* [Directives]:
1. Name every kind of personal device that the article on India's IT complacency says is now often more powerful and up-to-date than corporate tech.
2. Carry on the article on India's IT complacency from its final sentence.
# Passage shown start
Complacent India faces rude awakening

The South Asian giant risks repeating the mistakes of Japan and Korea, writes Vivek Wadhwa

You can see it in their faces, hear it in their voices. The Japanese and Koreans – on top of the world in the 1980s and 1990s – want the good old days back. When I meet Japanese and Korean companies these days I find their executives among the most attentive and determined of any in the world. Years of economic stagnation does that to you. Who doesn’t want to escape from a malaise? Willing alone won’t bring back the boom times – and I’m not yet ready to forecast a Northeast Asian renaissance. What I am ready to do is predict a South Asian retrogression.

The complacency that caused Japan and South Korea to lose their edge at the end of the last millennium is about to afflict India. This is not to denigrate the talent base on the subcontinent – Indian digital expertise remains world-class. It is a question of attitude – an unwillingness to face the reality of the industrial shift that is coming.

Much of India’s IT wealth comes from Western outsourcing of IT services – managing New and Old World corporate IT systems and the mainframes upon which they run. Yet about a decade ago, the balance of computing power started to change to favour individual users.

Home computers, handheld devices and personal smartphones are now frequently more powerful and up-to-date than the ageing tech found lurking in corporate headquarters. The surge of remote- and home-working has given employees even greater incentives to upgrade their home technology.

There are exceptions. But – very frequently – professionals in public administration, the legal profession and financial sector command more processing power on their own devices than on the lumbering, crumbling networks that wire their industries together. The advent of secure cloud computing means that a growing proportion of companies are doing away with servers altogether.
# Passage shown end
# Dataset content start
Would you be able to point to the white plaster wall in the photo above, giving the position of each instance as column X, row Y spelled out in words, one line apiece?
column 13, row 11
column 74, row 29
# Dataset content end
* [Answers to the exercise]:
1. Home computers, handheld devices, and personal smartphones.

2.
The Western contracts that are keeping the Indian IT sector in riches won’t disappear overnight. Company IT infrastructure takes decades to deconstruct. Corporate IT strategy moves at the rate of molasses. There will be business for a few years yet. But the eventual outcome is set, no matter how much Indian contractors would like to wish it away.

There are $100bn opportunities elsewhere in the digital space that India has the expertise and capacity to exploit – yet it shows no evidence that it is likely to take them. Instead, many Indian executives seem happy to plough on with more of the same, listening to the warnings without changing course. Most of their companies face becoming the Kodaks of tomorrow – anchored to an outdated business model that is destroyed by disruption.

The Indian tech sector could be developing the artificial intelligence, robotics and smart cities that will frame the new sector long after the cables and keyboards of corporate tech systems have been dismantled. American factories are not geared up to do it – most don’t have the know-how.

When I talk to Indian chief executives, they recognize the threats of digital transformation – and can see the opportunities for diversification. Yet they turn away from our conversations to focus on closing another legacy outsourcing deal – fiddling while Bangalore burns.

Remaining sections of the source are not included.